■ Kutipan Teks:
Aku adalah penggemar sepakbola. Klub
favoritku adalah AC Milan. Salah satu klub di Italia yang mempunyai prestasi
mengkilap di masa lalu, baik di kancah domestik maupun di internasional. Hanya memang,
sudah mungkin lebih dari satu dekade AC Milan tidak memiliki prestasi yang
membanggakan.
Bagi penggemar sepakbola,
terutama liga Italia, situasi tanpa prestasi itu menjadi bahan ejekan bagi
penggemar klub lain, terutama yang saat ini lagi berprestasi terus, klub
Juventus. Dan masa-masa sekarang adalah masa yang memang tidak mengenakkan
bagiku sebagai penggemar AC Milan.
Ketika aku menulis artikel ini, klub
Juventus baru saja kalah dalam di kompetisi Liga Champions, sebuah kompetisi
sepakbola paling bergengsi di Eropa. AC Milan adalah klub bebuyutan Juventus.

■ Entri Data:

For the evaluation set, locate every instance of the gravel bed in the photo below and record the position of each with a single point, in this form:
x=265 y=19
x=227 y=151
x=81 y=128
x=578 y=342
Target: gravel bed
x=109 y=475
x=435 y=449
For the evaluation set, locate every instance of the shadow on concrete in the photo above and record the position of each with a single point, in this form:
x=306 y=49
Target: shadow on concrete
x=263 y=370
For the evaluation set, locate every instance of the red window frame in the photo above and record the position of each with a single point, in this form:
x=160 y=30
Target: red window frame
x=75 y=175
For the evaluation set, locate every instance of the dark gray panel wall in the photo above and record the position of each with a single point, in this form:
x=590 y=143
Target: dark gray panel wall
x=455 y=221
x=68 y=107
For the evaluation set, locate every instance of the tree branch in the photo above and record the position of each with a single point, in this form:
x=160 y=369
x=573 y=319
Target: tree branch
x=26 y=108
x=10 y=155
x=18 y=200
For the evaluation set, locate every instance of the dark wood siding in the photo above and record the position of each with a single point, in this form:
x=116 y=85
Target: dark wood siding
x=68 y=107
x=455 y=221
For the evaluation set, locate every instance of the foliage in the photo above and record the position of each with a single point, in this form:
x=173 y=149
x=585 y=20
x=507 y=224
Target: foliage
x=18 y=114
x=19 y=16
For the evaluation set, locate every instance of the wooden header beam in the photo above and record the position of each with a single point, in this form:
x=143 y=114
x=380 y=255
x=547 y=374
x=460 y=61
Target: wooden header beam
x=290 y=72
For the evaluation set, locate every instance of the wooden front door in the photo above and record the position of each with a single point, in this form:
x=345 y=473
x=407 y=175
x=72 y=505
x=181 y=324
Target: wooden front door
* * *
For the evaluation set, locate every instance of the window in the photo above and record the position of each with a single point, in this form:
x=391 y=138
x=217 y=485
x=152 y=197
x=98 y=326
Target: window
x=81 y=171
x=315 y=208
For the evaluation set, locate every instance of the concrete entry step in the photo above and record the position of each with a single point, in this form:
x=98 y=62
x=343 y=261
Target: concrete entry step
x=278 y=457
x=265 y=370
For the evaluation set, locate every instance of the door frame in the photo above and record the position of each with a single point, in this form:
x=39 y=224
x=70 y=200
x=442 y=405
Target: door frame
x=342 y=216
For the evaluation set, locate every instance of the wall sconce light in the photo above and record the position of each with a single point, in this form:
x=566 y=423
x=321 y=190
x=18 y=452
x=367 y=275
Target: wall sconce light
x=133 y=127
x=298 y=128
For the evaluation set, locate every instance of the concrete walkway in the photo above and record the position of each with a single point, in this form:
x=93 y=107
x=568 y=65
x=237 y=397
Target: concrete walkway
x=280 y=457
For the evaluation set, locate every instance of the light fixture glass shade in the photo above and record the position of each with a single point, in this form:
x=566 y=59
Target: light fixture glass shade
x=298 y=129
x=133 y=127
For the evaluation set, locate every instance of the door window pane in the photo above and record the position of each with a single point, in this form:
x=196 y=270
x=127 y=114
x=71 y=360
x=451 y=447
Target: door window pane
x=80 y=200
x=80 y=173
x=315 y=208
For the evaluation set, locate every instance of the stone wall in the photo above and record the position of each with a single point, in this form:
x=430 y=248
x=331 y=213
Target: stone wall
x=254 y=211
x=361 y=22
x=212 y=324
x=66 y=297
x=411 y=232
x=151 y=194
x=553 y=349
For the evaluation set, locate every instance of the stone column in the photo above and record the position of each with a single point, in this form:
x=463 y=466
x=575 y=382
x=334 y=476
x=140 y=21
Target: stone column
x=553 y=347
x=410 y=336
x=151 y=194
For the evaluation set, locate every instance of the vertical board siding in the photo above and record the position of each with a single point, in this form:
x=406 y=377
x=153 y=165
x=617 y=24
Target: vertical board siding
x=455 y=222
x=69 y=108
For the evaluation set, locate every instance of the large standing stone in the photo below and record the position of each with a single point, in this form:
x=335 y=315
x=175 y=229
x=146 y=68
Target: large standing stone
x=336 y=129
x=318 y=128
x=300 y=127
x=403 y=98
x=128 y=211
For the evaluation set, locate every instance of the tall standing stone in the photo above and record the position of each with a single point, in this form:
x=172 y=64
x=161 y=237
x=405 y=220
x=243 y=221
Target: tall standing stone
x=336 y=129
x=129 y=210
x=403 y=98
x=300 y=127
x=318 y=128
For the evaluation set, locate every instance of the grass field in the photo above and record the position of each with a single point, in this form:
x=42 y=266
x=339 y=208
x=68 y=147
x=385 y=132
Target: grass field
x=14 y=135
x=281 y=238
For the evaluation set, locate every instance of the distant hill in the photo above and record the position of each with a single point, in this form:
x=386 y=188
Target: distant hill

■ Yang Perlu Dikerjakan:
**A)** Sebutkan semua nama diri (nama klub, negara, kompetisi, atau wilayah) yang muncul dalam kutipan teks.
**B)** Jawab pertanyaan berikut berdasarkan kutipan teks.
(i) Klub apa yang menjadi favorit penulis?
(ii) Sudah berapa lama AC Milan tidak memiliki prestasi yang membanggakan?
(iii) Di kompetisi apa Juventus baru saja kalah ketika artikel itu ditulis?
**C)** Tolong salin bagian kutipan teks dari "Aku adalah penggemar" sampai "penggemar AC Milan." tanpa mengubah apa pun.

■ Jawaban Tiap Tugas:
**A)** AC Milan, Italia, Juventus, Liga Champions, Eropa

**B)**
(i) AC Milan.
(ii) Mungkin sudah lebih dari satu dekade.
(iii) Liga Champions.

**C)**
Aku adalah penggemar sepakbola. Klub
favoritku adalah AC Milan. Salah satu klub di Italia yang mempunyai prestasi
mengkilap di masa lalu, baik di kancah domestik maupun di internasional. Hanya memang,
sudah mungkin lebih dari satu dekade AC Milan tidak memiliki prestasi yang
membanggakan.
Bagi penggemar sepakbola,
terutama liga Italia, situasi tanpa prestasi itu menjadi bahan ejekan bagi
penggemar klub lain, terutama yang saat ini lagi berprestasi terus, klub
Juventus. Dan masa-masa sekarang adalah masa yang memang tidak mengenakkan
bagiku sebagai penggemar AC Milan.